● **ASSIGNMENT**: From the entries below, copy exactly the lines from the one that contains "horizon in the picture above?" through the one that contains "high-rise building in the picture above?", both included, and only those.

● **GIVEN RECORDS**:
--

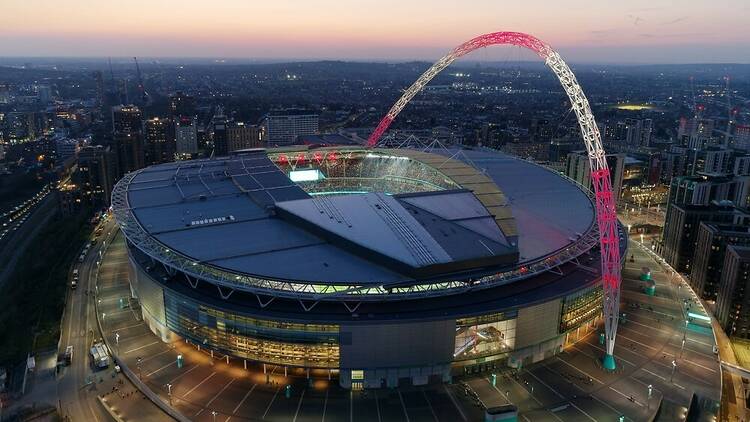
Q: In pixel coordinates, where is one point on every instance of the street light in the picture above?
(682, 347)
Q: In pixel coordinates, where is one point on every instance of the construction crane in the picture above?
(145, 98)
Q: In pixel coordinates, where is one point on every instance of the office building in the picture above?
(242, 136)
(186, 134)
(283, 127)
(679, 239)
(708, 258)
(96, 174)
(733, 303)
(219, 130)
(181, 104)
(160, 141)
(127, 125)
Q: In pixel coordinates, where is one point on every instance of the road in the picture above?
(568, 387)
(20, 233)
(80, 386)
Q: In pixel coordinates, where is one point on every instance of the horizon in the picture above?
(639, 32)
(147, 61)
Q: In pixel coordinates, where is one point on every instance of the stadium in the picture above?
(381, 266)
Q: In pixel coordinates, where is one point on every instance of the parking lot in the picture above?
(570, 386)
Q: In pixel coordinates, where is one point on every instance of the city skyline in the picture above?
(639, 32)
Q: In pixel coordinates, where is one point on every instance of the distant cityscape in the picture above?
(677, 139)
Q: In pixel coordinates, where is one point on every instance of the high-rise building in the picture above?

--

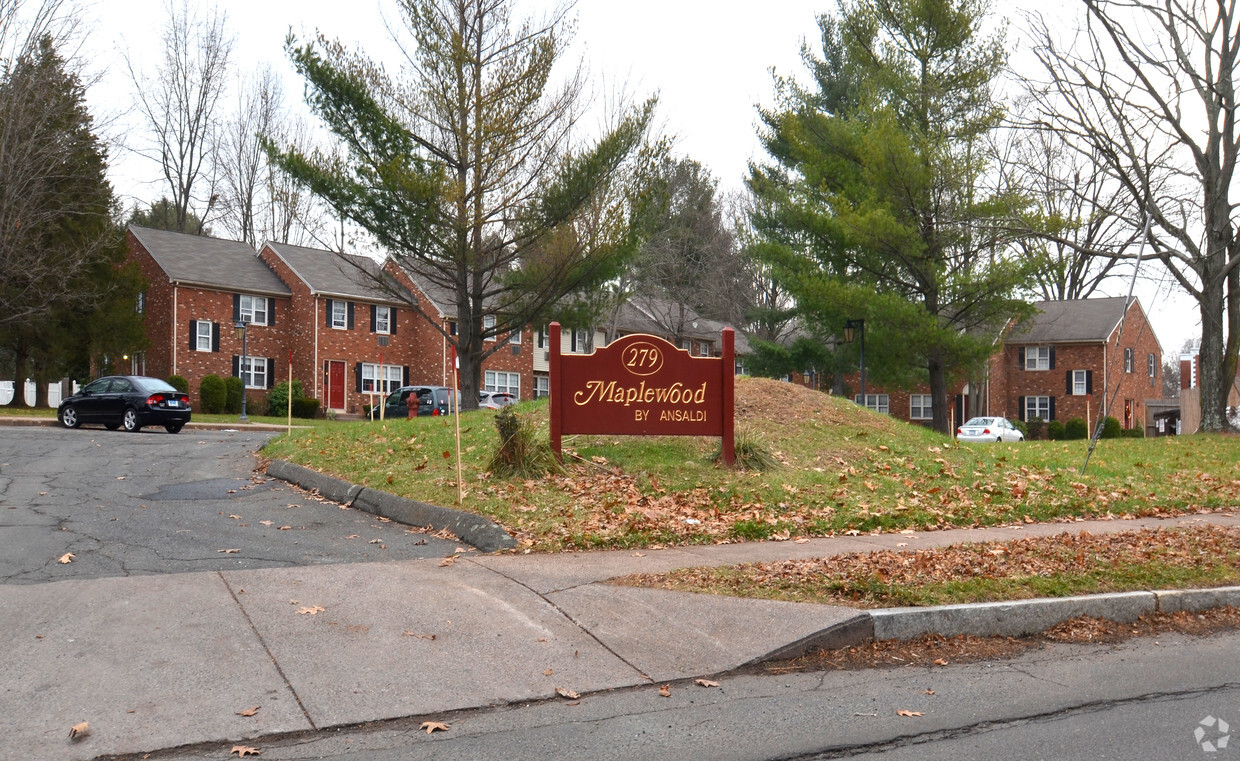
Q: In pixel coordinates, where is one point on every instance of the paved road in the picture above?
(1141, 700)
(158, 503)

--

● **RESULT FOR THIS TASK**:
Q: In pixel coordinates, where is one point on every instance of the horizon in the picture above?
(639, 32)
(147, 61)
Q: In pixel coordinates, where is one point on every instance of the stadium in the picture above?
(381, 266)
Q: In pixel coordinates, where is one point on every instance of the parking lot in the picture above?
(570, 386)
Q: In pixel coordinates, where is one point on every instance of the city skyline in the picture above?
(639, 32)
Q: In pixel coordinates, where is one point on every instance of the distant cityscape in the picture above?
(677, 139)
Q: In pixel coordinates, where is one point on every instance of the high-rise building in the picture above?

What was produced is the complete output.